■ **EXERCISE OBJECTIVE**
Where in the records does the word "church" occur? Copy each line in which it does.

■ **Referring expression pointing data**
*** Block opens ***
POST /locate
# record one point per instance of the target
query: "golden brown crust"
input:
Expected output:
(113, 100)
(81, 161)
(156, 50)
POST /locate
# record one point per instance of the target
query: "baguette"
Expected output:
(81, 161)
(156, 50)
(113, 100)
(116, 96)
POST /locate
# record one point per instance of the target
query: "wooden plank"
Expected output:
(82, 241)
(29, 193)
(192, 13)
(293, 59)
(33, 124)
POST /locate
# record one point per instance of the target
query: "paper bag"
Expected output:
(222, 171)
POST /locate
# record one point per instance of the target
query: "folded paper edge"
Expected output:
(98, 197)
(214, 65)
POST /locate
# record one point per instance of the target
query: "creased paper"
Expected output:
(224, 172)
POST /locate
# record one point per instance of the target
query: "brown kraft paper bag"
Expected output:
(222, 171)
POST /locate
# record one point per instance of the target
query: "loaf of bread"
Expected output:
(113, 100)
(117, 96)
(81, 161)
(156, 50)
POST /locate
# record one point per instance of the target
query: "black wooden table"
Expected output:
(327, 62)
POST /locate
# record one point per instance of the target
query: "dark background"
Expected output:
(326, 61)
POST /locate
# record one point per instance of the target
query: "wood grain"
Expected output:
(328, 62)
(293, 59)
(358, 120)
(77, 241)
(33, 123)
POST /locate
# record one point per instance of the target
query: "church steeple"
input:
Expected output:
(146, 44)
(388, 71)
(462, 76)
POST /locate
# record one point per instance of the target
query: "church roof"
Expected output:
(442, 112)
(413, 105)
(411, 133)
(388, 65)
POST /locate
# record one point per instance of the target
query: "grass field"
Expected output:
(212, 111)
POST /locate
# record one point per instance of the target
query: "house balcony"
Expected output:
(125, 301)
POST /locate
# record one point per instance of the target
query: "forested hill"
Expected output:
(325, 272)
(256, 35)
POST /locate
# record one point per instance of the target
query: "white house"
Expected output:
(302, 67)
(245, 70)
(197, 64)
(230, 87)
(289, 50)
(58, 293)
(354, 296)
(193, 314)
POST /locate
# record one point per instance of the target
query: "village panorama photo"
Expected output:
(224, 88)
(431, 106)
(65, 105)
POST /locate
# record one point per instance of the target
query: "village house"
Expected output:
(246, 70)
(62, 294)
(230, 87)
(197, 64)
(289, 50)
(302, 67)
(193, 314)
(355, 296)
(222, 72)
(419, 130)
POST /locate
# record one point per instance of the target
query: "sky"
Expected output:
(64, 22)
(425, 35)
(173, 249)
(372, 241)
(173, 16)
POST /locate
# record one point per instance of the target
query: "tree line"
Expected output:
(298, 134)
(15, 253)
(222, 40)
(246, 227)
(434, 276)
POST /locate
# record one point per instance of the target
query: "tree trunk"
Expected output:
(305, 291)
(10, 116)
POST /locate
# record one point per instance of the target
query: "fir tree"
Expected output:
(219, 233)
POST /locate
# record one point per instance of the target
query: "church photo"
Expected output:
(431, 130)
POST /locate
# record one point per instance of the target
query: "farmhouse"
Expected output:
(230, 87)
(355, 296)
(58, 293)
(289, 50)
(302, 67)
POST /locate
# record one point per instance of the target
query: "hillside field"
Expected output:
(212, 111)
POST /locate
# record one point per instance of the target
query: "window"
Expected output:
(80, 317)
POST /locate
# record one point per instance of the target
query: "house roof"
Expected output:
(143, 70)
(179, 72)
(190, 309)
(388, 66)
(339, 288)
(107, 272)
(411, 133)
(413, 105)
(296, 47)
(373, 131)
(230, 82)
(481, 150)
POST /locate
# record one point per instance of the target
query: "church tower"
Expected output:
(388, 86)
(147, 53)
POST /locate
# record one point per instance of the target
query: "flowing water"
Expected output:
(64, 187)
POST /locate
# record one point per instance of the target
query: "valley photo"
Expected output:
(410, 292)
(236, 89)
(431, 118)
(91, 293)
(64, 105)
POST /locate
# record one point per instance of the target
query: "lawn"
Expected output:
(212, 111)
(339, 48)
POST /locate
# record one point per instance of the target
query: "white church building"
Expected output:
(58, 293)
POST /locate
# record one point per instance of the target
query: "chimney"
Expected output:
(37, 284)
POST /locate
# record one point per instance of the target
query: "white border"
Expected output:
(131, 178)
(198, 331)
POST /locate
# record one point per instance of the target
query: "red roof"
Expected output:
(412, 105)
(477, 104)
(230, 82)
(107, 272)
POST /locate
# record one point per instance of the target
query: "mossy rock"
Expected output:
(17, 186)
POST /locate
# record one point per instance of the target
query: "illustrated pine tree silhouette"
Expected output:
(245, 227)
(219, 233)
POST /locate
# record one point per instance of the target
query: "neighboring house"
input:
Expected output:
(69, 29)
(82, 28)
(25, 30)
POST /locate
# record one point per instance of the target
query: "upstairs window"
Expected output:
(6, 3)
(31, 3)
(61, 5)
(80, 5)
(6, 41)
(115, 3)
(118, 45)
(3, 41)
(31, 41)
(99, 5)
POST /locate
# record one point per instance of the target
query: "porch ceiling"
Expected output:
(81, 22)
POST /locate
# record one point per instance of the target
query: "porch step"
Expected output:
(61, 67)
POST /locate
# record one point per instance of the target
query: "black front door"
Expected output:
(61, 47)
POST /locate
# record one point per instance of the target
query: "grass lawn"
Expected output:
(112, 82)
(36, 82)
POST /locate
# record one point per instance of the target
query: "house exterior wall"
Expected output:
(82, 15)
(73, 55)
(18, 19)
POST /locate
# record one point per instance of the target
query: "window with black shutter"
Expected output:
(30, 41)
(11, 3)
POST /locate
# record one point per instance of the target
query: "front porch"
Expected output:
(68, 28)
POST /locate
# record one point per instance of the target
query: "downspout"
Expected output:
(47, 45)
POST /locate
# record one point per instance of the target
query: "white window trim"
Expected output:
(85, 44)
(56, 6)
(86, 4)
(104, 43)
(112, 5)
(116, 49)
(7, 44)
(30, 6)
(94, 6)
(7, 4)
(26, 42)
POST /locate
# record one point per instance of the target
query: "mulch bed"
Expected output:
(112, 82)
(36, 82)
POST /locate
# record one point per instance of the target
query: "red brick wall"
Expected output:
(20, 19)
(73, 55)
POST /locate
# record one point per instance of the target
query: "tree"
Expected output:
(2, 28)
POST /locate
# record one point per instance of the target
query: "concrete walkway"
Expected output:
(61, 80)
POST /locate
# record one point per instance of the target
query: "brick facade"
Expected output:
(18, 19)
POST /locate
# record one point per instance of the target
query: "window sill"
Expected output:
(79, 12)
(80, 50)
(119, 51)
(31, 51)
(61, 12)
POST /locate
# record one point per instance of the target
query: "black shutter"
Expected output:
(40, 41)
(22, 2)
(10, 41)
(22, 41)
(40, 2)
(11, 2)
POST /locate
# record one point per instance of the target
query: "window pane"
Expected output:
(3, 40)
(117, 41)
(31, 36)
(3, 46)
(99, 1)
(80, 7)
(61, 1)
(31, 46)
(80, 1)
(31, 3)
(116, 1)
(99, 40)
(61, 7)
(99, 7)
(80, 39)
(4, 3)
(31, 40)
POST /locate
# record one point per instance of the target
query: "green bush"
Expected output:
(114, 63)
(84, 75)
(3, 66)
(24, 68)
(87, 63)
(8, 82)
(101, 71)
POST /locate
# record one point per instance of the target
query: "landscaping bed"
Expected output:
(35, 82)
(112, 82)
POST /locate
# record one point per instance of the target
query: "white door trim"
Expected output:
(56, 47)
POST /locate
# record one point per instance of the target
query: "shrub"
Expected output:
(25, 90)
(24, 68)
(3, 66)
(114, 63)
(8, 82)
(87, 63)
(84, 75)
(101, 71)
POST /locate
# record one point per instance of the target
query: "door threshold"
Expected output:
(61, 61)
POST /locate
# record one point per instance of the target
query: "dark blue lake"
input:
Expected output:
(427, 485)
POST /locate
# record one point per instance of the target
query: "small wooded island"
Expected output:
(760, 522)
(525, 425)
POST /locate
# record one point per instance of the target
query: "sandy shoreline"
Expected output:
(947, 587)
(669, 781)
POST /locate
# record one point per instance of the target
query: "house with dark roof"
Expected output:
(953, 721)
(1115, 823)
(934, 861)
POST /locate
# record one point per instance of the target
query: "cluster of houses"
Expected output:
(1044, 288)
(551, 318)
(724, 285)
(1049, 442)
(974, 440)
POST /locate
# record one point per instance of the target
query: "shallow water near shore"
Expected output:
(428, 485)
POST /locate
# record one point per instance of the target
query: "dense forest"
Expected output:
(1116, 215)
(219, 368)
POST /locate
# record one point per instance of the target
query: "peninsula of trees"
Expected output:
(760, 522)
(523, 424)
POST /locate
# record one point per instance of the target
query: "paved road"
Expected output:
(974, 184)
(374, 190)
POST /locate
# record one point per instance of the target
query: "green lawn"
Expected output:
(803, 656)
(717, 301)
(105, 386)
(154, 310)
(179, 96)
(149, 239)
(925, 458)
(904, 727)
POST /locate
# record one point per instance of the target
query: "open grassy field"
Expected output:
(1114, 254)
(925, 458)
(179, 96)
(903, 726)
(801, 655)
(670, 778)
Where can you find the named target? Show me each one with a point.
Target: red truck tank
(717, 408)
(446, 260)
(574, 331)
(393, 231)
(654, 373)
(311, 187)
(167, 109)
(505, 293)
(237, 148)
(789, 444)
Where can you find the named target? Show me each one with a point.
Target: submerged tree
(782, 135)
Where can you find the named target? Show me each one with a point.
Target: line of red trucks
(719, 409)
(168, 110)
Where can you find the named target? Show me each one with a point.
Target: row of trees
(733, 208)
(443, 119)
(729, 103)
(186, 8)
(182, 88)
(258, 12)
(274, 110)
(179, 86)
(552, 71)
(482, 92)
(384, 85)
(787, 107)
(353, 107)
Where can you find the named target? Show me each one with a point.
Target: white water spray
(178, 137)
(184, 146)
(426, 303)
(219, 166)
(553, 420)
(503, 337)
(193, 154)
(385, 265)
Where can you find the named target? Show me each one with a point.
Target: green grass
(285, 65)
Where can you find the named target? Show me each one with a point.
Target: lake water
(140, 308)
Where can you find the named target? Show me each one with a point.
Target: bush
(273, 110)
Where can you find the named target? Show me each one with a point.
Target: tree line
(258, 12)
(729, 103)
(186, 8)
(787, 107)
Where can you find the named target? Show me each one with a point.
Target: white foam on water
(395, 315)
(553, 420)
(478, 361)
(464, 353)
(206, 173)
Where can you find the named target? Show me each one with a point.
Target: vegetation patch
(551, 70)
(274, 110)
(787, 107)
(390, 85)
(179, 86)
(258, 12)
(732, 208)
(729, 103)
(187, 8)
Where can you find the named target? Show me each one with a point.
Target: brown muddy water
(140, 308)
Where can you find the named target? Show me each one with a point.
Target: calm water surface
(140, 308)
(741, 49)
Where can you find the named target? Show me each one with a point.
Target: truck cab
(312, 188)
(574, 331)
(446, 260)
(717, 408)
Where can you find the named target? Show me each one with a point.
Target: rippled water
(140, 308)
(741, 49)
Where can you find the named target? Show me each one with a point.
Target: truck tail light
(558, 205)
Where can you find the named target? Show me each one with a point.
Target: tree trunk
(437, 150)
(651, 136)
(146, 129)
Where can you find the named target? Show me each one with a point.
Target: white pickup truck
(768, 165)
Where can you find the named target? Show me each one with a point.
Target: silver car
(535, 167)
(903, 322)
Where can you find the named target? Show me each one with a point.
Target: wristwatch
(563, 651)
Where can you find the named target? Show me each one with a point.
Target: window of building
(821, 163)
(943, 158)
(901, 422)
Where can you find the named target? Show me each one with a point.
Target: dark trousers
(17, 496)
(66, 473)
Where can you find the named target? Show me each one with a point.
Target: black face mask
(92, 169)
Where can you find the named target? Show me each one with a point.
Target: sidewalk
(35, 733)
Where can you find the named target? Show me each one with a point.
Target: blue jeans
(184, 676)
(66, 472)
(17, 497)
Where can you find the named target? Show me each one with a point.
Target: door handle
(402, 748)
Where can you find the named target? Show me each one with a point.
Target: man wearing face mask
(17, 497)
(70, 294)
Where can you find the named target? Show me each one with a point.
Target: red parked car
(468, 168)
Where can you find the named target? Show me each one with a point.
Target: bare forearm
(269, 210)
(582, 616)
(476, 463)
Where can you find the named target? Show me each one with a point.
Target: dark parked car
*** Block closes ***
■ **EXERCISE RESPONSE**
query: "church steeple"
query: "church roof"
query: "church photo"
query: "church tower"
query: "white church building"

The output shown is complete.